◆ Your goal ◆
A faithful copy of every record is needed here. Images must not appear in it.

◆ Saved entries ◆
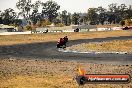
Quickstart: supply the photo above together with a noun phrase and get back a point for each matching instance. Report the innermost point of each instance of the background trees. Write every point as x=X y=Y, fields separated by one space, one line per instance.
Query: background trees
x=42 y=13
x=49 y=10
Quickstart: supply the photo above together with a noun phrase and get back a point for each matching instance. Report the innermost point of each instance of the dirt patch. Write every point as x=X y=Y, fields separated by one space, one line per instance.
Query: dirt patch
x=111 y=46
x=36 y=73
x=22 y=39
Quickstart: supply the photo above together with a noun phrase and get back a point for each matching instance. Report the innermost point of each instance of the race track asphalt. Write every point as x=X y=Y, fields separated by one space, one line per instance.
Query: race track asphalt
x=48 y=50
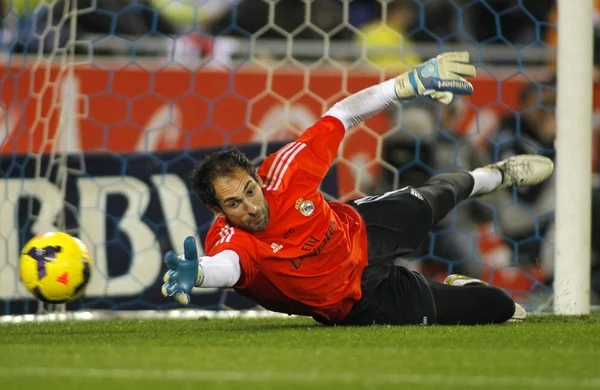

◆ Solution ◆
Quickstart: supply the photo above together with a noun phrase and get back a point for each matching instance. Report the innermost point of each instance of the background trees. Write every point as x=X y=Y, fields separated by one space, one line per instance.
Query: background trees
x=42 y=13
x=49 y=10
Quickstart: supply the photo above together with a noun phrase and get back a point for each matching instance. Report the innermost point of each instance of the dirt patch. Write every point as x=X y=Y, fields separated by one space, one line per instance.
Query: dirt patch
x=111 y=46
x=36 y=73
x=22 y=39
Quickstart: supply the photo above together with a noun phrase and get back a point for each matching instance. Report the innermost point of each instance of the race track asphalt. Write every point as x=X y=Y, fields separated by one space, one line per instance.
Query: race track asphalt
x=48 y=50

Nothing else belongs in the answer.